_Passage provided_:
7. ## Re: Vectors in 3 space

Originally Posted by quantoembryo
Okay, I see what you're saying. Lets assume we know the magnitude of the resulting product is 2. AxB=C, where |AxB|=2. Now would there be two vectors? Magnitude is always positive, so you could essentially multiply results by -1 to find the other vector in the opposite direction?
No. The cross product of two vectors does not give two answers. Let $\displaystyle \underline{A}\mbox{ and }\underline{B}$ are two vectors with an angle $\displaystyle 0\leq\theta\leq\pi$ between them. Then the cross product is defined by,

$\displaystyle \underline{A}\times\underline{B}=\underline{\hat{n }}|\underline{A}||\underline{B}|\sin(\theta)$ where $\displaystyle \underline{\hat{n}}$ is unit vector whose direction is given by the Right hand rule.

The magnitude of $\displaystyle \underline{A}\times\underline{B}$ is; $\displaystyle |A\times B|=|\underline{A}||\underline{B}|\sin(\theta)$.

The direction of $\displaystyle \underline{A}\times\underline{B}$ is that of $\displaystyle \underline{\hat{n}}$.

Hope this clears all doubts.

[Rows from a dataset]
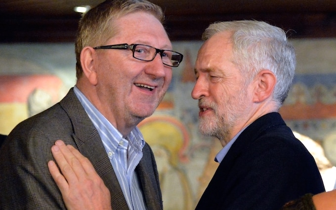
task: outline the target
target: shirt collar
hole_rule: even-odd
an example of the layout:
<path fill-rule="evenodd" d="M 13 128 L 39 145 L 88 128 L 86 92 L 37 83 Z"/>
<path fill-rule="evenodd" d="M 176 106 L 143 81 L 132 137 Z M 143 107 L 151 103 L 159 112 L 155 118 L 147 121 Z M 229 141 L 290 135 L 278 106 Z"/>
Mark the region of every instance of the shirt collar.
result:
<path fill-rule="evenodd" d="M 216 162 L 218 162 L 219 163 L 220 163 L 223 159 L 224 159 L 224 158 L 225 157 L 227 153 L 229 152 L 229 150 L 230 150 L 230 148 L 231 148 L 231 146 L 232 146 L 232 144 L 233 144 L 234 143 L 235 143 L 235 141 L 237 140 L 237 139 L 238 138 L 238 136 L 239 136 L 239 135 L 240 135 L 241 133 L 248 126 L 246 127 L 244 127 L 239 132 L 238 132 L 235 136 L 232 138 L 232 139 L 228 143 L 226 144 L 225 146 L 224 146 L 224 147 L 223 147 L 223 149 L 220 150 L 220 151 L 217 154 L 217 155 L 216 155 L 216 157 L 214 158 L 214 161 Z"/>

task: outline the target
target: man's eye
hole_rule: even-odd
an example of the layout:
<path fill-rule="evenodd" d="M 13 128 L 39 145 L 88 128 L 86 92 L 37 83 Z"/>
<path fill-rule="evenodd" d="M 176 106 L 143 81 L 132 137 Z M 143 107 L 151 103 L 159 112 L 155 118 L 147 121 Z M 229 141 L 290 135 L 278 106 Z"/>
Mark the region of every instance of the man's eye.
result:
<path fill-rule="evenodd" d="M 145 52 L 145 50 L 143 49 L 136 49 L 135 51 L 137 53 L 143 53 Z"/>

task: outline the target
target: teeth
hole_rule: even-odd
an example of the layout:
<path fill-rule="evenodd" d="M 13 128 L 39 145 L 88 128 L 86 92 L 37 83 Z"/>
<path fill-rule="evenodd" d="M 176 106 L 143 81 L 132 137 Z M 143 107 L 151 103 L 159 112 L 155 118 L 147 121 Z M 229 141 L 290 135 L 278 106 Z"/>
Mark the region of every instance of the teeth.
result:
<path fill-rule="evenodd" d="M 135 84 L 136 86 L 137 86 L 138 87 L 146 87 L 147 88 L 149 88 L 151 89 L 151 90 L 153 90 L 155 88 L 155 87 L 152 86 L 148 86 L 146 85 L 146 84 L 139 84 L 138 83 L 136 83 Z"/>

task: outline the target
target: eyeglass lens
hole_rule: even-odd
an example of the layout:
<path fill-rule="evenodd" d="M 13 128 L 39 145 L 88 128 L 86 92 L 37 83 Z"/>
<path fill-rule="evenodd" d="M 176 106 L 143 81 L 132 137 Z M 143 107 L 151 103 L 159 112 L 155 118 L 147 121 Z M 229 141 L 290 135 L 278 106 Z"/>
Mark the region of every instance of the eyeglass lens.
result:
<path fill-rule="evenodd" d="M 134 58 L 147 61 L 153 60 L 157 53 L 160 52 L 163 63 L 170 66 L 178 66 L 181 60 L 180 54 L 171 50 L 159 50 L 150 46 L 137 44 L 132 51 Z"/>

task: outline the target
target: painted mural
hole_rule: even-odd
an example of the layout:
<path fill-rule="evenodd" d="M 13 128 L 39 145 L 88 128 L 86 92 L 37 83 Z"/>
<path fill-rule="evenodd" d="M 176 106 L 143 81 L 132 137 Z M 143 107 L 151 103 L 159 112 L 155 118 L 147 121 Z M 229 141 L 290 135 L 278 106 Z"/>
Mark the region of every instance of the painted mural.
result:
<path fill-rule="evenodd" d="M 317 155 L 325 160 L 323 142 L 336 131 L 336 40 L 293 43 L 297 74 L 280 113 L 300 137 L 311 139 L 312 149 L 318 148 Z M 197 101 L 190 95 L 201 44 L 173 42 L 184 60 L 173 69 L 172 82 L 157 110 L 139 125 L 155 155 L 166 210 L 195 208 L 218 166 L 214 158 L 222 148 L 217 139 L 199 133 Z M 0 45 L 0 63 L 1 133 L 59 101 L 76 81 L 72 43 Z M 323 171 L 328 169 L 324 181 L 331 189 L 336 163 L 323 163 Z"/>

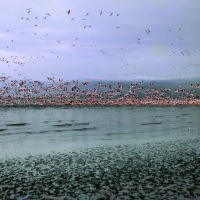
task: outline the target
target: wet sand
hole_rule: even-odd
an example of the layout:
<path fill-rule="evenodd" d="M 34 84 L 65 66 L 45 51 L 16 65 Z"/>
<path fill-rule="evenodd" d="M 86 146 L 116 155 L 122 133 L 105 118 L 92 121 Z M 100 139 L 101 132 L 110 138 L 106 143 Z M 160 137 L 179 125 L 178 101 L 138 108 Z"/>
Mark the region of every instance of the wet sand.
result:
<path fill-rule="evenodd" d="M 200 139 L 0 160 L 0 199 L 199 199 Z"/>

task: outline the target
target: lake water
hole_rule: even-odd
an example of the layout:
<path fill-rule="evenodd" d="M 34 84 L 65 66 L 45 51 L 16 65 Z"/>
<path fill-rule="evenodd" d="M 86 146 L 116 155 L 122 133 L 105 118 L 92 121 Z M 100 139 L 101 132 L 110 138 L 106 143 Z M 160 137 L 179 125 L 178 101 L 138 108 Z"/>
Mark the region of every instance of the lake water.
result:
<path fill-rule="evenodd" d="M 0 158 L 200 136 L 200 107 L 0 108 Z"/>

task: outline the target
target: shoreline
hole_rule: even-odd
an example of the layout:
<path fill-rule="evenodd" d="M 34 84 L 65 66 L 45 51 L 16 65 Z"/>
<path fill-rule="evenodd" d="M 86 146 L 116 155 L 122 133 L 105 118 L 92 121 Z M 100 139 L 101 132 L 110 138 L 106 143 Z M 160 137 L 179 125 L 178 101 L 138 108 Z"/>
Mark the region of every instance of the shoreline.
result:
<path fill-rule="evenodd" d="M 200 139 L 0 160 L 1 199 L 200 197 Z"/>

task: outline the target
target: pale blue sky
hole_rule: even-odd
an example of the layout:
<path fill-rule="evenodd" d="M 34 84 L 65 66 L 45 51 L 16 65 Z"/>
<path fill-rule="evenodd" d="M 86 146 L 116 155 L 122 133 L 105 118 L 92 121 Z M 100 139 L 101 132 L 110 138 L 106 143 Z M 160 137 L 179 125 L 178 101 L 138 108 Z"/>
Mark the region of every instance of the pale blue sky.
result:
<path fill-rule="evenodd" d="M 0 76 L 199 77 L 199 10 L 198 0 L 2 1 Z"/>

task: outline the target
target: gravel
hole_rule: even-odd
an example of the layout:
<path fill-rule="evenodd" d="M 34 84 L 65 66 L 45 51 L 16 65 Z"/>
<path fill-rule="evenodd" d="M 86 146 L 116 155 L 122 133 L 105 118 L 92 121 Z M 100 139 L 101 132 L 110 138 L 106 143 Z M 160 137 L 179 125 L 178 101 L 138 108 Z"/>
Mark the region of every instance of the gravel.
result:
<path fill-rule="evenodd" d="M 200 139 L 2 159 L 0 199 L 200 199 Z"/>

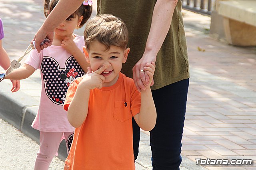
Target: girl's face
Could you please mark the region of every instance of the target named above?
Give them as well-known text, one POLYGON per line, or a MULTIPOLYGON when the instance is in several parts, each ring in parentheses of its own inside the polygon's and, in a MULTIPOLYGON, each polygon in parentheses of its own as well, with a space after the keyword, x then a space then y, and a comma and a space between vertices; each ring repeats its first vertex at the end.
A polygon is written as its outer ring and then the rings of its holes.
POLYGON ((71 36, 74 30, 79 26, 83 18, 83 16, 78 18, 76 15, 74 18, 68 18, 64 22, 61 23, 54 30, 54 32, 57 35, 61 37, 71 36))
MULTIPOLYGON (((85 47, 84 48, 84 51, 86 50, 85 47)), ((127 59, 130 48, 124 49, 112 45, 107 51, 106 48, 104 45, 97 40, 90 43, 90 49, 87 51, 88 56, 86 55, 86 59, 90 63, 93 71, 102 66, 107 67, 101 74, 105 77, 103 87, 109 87, 117 81, 122 65, 127 59)))

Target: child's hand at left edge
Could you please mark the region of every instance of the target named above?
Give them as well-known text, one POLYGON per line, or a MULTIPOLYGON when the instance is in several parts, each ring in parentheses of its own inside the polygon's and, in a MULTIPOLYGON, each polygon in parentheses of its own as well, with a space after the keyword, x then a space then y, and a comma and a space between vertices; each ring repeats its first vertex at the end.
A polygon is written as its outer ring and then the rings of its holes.
MULTIPOLYGON (((5 73, 6 71, 0 71, 0 73, 5 73)), ((11 89, 12 92, 16 92, 20 89, 20 83, 19 80, 10 80, 12 83, 12 87, 11 89)))
POLYGON ((64 38, 63 41, 61 42, 61 46, 73 55, 78 48, 73 39, 68 37, 64 38))
POLYGON ((151 63, 147 63, 145 67, 144 67, 144 71, 145 73, 147 74, 149 77, 149 83, 148 85, 146 84, 144 84, 144 85, 146 87, 150 87, 150 84, 151 84, 152 81, 153 81, 153 78, 154 77, 154 73, 156 69, 156 64, 152 61, 151 63))
POLYGON ((11 89, 12 92, 16 92, 20 89, 20 83, 19 80, 11 80, 12 83, 12 88, 11 89))

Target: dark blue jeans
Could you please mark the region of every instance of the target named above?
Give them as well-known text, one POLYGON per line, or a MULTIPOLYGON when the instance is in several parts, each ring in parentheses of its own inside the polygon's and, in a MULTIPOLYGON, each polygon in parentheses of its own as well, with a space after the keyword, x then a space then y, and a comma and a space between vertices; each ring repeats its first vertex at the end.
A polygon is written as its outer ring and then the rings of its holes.
MULTIPOLYGON (((150 131, 153 170, 179 170, 189 79, 152 91, 157 114, 150 131)), ((138 154, 140 127, 133 120, 134 158, 138 154)))

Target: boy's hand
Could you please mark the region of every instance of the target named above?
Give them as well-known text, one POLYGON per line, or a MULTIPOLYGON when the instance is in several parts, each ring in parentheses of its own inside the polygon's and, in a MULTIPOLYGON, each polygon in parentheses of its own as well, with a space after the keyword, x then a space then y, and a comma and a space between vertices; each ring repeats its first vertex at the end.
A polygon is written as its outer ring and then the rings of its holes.
POLYGON ((19 80, 11 80, 12 83, 12 88, 11 89, 12 92, 16 92, 20 89, 20 83, 19 80))
POLYGON ((61 46, 70 54, 73 54, 78 50, 77 46, 70 37, 65 37, 61 42, 61 46))
POLYGON ((147 63, 145 67, 144 67, 144 71, 145 74, 147 74, 149 77, 149 83, 148 84, 148 85, 145 83, 143 84, 146 87, 150 87, 150 84, 151 84, 152 81, 153 81, 153 77, 155 69, 156 69, 156 64, 152 61, 151 63, 147 63))
POLYGON ((102 66, 95 71, 92 72, 91 67, 88 67, 87 73, 84 76, 84 79, 79 85, 82 85, 90 89, 96 88, 101 89, 105 81, 105 77, 101 74, 106 68, 106 67, 102 66))

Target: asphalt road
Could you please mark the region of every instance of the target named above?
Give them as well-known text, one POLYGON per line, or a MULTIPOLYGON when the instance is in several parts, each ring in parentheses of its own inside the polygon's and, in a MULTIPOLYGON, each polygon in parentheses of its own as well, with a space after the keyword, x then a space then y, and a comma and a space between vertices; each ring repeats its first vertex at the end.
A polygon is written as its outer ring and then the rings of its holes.
MULTIPOLYGON (((34 170, 39 146, 0 119, 0 170, 34 170)), ((49 170, 63 170, 64 162, 54 157, 49 170)))

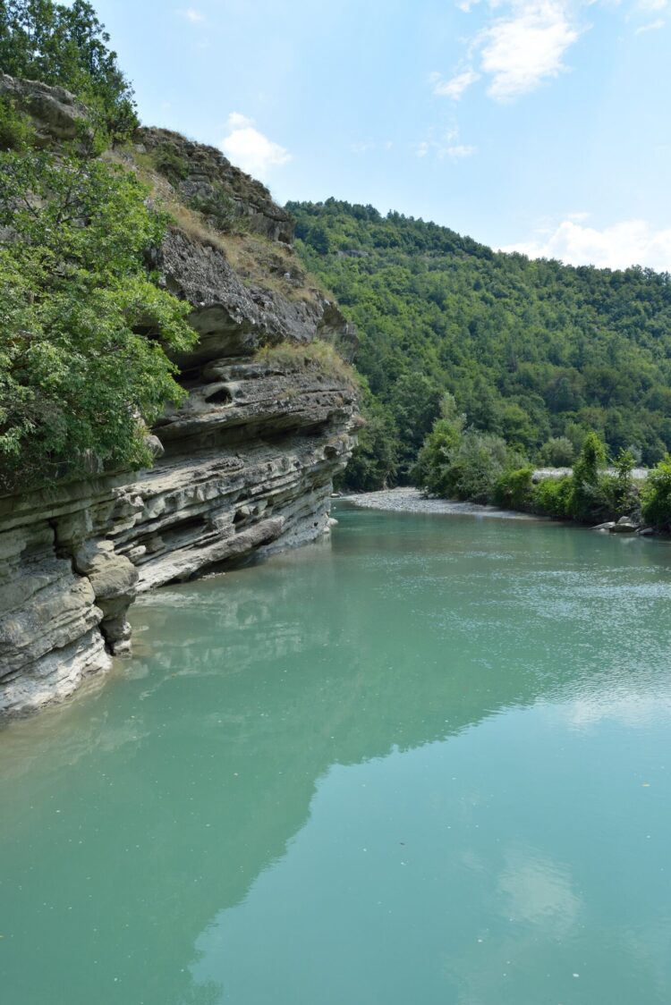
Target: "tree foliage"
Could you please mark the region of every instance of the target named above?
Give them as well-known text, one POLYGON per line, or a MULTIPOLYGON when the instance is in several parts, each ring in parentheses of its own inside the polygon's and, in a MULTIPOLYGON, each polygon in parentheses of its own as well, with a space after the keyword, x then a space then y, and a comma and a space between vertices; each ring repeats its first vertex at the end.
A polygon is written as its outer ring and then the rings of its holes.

_Problems to work on_:
- A) Set down the part of the cross product forum post above from "7. ## Re: Vectors" to "the opposite direction?", word for word.
- B) List every line in the rows above that contains the word "hand", treating uppercase and lowercase letters as different.

_Outputs in order_:
- A)
7. ## Re: Vectors in 3 space

Originally Posted by quantoembryo
Okay, I see what you're saying. Lets assume we know the magnitude of the resulting product is 2. AxB=C, where |AxB|=2. Now would there be two vectors? Magnitude is always positive, so you could essentially multiply results by -1 to find the other vector in the opposite direction?

- B)
Target: child's hand at left edge
Target: boy's hand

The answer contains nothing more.